Point localization data:
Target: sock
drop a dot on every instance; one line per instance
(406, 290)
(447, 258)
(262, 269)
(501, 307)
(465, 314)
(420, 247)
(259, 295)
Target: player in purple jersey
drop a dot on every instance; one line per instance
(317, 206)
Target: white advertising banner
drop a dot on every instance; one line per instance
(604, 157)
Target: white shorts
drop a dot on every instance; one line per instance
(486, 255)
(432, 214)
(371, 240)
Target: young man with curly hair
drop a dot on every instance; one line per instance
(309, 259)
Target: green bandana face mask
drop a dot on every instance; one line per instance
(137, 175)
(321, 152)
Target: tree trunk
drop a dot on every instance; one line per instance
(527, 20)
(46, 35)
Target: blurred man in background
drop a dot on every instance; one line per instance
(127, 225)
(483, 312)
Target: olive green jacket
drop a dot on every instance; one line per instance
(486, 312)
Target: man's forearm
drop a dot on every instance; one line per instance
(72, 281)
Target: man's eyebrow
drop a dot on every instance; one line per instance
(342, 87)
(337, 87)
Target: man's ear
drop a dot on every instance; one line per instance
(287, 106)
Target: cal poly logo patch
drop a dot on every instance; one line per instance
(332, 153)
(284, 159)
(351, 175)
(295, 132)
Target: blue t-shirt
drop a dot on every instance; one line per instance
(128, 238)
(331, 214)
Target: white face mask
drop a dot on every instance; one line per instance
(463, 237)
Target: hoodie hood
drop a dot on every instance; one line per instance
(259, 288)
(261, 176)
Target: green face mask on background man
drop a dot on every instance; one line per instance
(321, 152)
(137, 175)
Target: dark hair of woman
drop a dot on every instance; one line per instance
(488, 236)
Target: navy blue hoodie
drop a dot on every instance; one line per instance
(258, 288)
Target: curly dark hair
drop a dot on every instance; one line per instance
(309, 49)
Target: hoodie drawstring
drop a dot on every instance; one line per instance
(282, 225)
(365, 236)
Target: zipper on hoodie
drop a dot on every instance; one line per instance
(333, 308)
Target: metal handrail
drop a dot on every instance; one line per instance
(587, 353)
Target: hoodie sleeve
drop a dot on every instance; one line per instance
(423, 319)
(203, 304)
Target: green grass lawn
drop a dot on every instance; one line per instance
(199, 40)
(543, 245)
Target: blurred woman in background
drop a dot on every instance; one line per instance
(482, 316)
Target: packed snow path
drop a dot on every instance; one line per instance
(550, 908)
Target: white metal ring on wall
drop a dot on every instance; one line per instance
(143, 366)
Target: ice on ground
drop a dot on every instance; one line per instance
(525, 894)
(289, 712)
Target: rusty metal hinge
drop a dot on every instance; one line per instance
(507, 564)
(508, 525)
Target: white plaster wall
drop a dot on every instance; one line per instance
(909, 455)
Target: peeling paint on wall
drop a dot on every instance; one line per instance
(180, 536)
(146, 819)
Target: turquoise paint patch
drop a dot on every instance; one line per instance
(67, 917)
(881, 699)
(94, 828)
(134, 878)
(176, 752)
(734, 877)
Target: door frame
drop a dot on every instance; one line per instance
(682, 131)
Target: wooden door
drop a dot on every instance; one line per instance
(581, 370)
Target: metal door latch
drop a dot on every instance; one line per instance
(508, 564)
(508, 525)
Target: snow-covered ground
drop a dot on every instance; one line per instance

YOUR OBJECTIVE:
Each line with the word "background" in the records above belongs in the result; copy all of them.

TASK RESPONSE:
Target: blurred man in background
Target: green face mask on background man
Target: blurred woman in background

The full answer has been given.